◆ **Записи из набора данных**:
==========

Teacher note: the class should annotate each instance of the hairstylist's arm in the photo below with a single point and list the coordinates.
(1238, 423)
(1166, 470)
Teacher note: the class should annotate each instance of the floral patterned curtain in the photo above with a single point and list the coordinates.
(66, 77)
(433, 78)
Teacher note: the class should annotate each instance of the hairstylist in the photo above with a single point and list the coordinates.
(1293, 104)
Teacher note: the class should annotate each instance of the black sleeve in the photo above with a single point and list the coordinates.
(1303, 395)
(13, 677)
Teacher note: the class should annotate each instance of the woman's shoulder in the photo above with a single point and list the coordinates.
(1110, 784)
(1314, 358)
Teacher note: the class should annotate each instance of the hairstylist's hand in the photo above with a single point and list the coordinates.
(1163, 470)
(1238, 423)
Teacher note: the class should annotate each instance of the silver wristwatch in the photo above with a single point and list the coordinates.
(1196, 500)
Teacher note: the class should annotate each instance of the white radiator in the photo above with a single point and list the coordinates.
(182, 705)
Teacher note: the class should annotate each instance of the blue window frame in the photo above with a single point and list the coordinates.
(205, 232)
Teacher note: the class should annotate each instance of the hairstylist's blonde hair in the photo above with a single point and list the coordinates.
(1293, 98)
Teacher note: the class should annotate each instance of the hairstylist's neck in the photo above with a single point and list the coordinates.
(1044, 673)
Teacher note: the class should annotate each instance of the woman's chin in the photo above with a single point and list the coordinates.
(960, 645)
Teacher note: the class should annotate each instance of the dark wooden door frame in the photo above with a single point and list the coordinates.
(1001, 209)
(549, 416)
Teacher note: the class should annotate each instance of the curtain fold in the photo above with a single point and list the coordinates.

==========

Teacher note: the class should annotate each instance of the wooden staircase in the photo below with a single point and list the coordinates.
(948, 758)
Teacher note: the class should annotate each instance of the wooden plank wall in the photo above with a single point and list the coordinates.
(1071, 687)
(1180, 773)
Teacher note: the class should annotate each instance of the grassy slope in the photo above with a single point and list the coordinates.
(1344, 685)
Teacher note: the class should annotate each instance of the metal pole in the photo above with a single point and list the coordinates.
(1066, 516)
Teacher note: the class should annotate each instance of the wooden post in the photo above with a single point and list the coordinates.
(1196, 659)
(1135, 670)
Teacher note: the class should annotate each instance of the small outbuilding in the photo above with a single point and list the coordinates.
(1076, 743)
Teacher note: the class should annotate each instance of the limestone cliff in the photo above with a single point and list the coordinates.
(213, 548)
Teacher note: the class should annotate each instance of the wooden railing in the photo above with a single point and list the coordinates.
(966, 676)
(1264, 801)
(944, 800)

==========

◆ **Условие задания**: Преобразуйте в JSON-список строк строки записей, начиная со строки с «the woman's chin» и до строки с «of the curtain» включительно: каждой строке соответствует один элемент списка, пустые строки пропустите.

◆ **Решённая задача**:
[
  "Teacher note: the class should annotate each instance of the woman's chin in the photo above with a single point and list the coordinates.",
  "(960, 645)",
  "Teacher note: the class should annotate each instance of the dark wooden door frame in the photo above with a single point and list the coordinates.",
  "(1001, 209)",
  "(549, 416)",
  "Teacher note: the class should annotate each instance of the curtain fold in the photo above with a single point and list the coordinates."
]